◆ What is expected
All lines of the listing below must be reproduced character for character.

◆ Records for processing

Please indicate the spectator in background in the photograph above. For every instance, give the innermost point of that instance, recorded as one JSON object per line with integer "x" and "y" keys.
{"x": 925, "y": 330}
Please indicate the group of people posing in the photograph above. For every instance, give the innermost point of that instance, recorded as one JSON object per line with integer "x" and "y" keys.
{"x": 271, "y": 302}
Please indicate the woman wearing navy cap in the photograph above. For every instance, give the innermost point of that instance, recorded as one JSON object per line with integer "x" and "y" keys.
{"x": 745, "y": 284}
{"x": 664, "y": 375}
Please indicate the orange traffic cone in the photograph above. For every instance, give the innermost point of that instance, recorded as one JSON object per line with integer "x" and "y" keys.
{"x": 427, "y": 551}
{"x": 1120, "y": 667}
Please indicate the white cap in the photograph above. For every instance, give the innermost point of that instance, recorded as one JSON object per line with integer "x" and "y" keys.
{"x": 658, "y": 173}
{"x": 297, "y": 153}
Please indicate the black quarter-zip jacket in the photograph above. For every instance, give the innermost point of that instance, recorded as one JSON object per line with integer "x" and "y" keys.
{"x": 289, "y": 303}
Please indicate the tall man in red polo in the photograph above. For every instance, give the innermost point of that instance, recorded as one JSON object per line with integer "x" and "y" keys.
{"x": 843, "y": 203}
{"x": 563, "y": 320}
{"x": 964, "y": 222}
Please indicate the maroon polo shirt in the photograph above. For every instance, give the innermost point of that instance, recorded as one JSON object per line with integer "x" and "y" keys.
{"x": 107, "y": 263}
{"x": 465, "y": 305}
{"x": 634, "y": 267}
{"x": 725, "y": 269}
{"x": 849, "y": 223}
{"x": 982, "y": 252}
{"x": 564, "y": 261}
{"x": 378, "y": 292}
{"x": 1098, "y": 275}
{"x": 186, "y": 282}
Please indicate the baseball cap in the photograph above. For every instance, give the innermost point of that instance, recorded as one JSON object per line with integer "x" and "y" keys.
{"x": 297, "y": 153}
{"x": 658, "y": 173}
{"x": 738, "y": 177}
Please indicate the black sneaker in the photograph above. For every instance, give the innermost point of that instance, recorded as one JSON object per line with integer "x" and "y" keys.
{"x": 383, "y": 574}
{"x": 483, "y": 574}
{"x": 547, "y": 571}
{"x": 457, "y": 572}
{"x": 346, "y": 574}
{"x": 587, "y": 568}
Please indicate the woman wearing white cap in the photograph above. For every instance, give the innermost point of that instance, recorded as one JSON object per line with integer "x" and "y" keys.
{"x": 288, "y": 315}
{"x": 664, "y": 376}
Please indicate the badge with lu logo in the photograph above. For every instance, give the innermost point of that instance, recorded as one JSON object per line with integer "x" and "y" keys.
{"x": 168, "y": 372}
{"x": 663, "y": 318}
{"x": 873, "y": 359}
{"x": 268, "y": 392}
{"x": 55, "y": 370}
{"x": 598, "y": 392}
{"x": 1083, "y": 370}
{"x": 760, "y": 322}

◆ Task answer
Please indicate the spectator in background in the photograph above. For every instance, give the innermost point of that instance, recorded as one JSON object per line with integer "x" and "y" keys.
{"x": 925, "y": 330}
Please indicate the group of people posing in the photograph above. For every instance, give the innermost point of that instance, recorded as one JSON object per line with integer "x" and "y" keys.
{"x": 271, "y": 302}
Please indicate the woman wearing navy cap in the photograph above. For every instance, give the innermost point of that instance, recorded as one JSON object per line with integer "x" and "y" keys.
{"x": 745, "y": 284}
{"x": 664, "y": 375}
Please indicate the orange traffic cone in the photograph above. For every instance, give the innermost point of that instance, recorded as one JSON object per line with integer "x" and "y" keys.
{"x": 427, "y": 551}
{"x": 1120, "y": 667}
Please indicate the white cap in the photograph above. For every instance, give the innermost point of that instance, recorded as one JSON object per line with integer "x" and "y" keys.
{"x": 658, "y": 173}
{"x": 297, "y": 153}
Please indicate the black quarter-zip jacket in the photograph above. For every instance, give the innermost point of that instance, recorded as one JSON object per line with integer "x" and "y" keys.
{"x": 289, "y": 303}
Please indicate the tall man in red polo in the photograph above. For every instance, give the innermost point of that instance, recorded as one JSON object per line with integer "x" and "y" keys.
{"x": 843, "y": 203}
{"x": 563, "y": 320}
{"x": 964, "y": 222}
Please indicate the maroon polo shirt in the photograph above. For every instance, give the innermost point of that instance, recorded as one JSON object per line with integer "x" and "y" keys.
{"x": 107, "y": 263}
{"x": 465, "y": 305}
{"x": 634, "y": 267}
{"x": 725, "y": 269}
{"x": 849, "y": 223}
{"x": 982, "y": 252}
{"x": 564, "y": 261}
{"x": 378, "y": 292}
{"x": 1098, "y": 275}
{"x": 186, "y": 282}
Please indicate the baseball cap in the photograph above. For every instance, give the innermost point of that instance, recorded as one JSON object per line with integer "x" and "y" keys.
{"x": 297, "y": 153}
{"x": 658, "y": 173}
{"x": 738, "y": 177}
Please indicate the black sneaker in the photograph above. For every instance, give the innermost point of that instance, recorded as one JSON object per line with integer "x" and "y" keys.
{"x": 383, "y": 574}
{"x": 483, "y": 574}
{"x": 547, "y": 571}
{"x": 457, "y": 572}
{"x": 346, "y": 574}
{"x": 587, "y": 568}
Please indicate the woman wearing white cap in the photograph above. For every instance, give the innermost point of that instance, recorded as one JSON object per line with integer "x" and "y" keys.
{"x": 288, "y": 315}
{"x": 664, "y": 376}
Please indicate the badge with lu logo in the photograph above. For every instance, give the innermost point of that instance, recorded as one JSON object per line with integer "x" and "y" keys.
{"x": 168, "y": 372}
{"x": 663, "y": 318}
{"x": 873, "y": 359}
{"x": 268, "y": 392}
{"x": 55, "y": 370}
{"x": 598, "y": 392}
{"x": 1083, "y": 370}
{"x": 760, "y": 322}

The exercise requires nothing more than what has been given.